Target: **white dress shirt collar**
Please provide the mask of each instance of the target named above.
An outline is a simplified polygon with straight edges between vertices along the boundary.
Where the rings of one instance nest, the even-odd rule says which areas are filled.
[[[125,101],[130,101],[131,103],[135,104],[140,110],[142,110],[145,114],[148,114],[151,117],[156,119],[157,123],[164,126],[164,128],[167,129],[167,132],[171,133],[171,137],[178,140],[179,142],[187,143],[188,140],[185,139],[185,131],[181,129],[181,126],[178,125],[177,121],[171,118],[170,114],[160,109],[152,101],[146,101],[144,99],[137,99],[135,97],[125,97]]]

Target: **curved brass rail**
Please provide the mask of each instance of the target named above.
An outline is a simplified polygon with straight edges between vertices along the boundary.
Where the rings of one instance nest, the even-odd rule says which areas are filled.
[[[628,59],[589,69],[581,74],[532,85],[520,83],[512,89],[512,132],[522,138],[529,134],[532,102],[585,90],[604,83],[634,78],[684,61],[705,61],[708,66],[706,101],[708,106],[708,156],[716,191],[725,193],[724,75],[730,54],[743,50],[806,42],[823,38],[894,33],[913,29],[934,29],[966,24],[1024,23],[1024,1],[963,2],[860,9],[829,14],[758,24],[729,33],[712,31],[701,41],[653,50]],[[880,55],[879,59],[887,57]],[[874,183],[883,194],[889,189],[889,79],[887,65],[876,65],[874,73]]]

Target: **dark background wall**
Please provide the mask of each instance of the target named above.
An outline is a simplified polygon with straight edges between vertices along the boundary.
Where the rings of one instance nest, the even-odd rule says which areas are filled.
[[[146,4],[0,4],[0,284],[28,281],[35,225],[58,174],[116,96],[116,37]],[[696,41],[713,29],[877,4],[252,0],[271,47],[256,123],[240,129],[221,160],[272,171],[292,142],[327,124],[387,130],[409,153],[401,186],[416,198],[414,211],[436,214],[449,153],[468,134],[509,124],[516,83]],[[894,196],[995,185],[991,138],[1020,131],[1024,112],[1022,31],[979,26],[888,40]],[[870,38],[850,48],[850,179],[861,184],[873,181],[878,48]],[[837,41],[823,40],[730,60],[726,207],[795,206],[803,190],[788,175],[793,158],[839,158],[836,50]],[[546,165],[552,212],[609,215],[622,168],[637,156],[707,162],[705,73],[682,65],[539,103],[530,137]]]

TASK DETAILS
Please reproduce the part of the records that opens with the line containing "Target: **dark background wall**" and runs through the end of the records, both ends included, with the request lines kept as they are. Scale every coordinate in the answers by 1.95 and round to whole numbers, halves up, and give only this part.

FINAL RESULT
Target: **dark background wall**
Please provide the mask of each instance of the target named above.
An outline is a simplified polygon with straight edges between vertices along the boundary.
Where the rings of one instance nest, the even-odd rule says which areas are filled.
[[[285,8],[0,8],[0,554],[55,548],[68,439],[113,339],[226,187],[226,72]],[[1357,80],[1390,57],[1710,8],[491,0],[528,92],[499,240],[468,252],[431,312],[530,333],[569,277],[638,242],[755,254],[798,298],[782,363],[811,386],[807,411],[850,417],[876,298],[913,261],[993,242],[1006,162]],[[1743,382],[1940,361],[1932,269],[1989,255],[1997,218],[1993,60],[1909,51],[1732,78]],[[1697,74],[1658,94],[1658,349],[1679,359],[1702,353],[1712,94]],[[1632,80],[1605,78],[1424,117],[1416,404],[1550,402],[1566,371],[1537,341],[1546,308],[1636,308],[1630,98]],[[1065,322],[1076,413],[1188,419],[1213,328],[1242,304],[1379,316],[1375,142],[1330,127],[1051,201],[1034,267]]]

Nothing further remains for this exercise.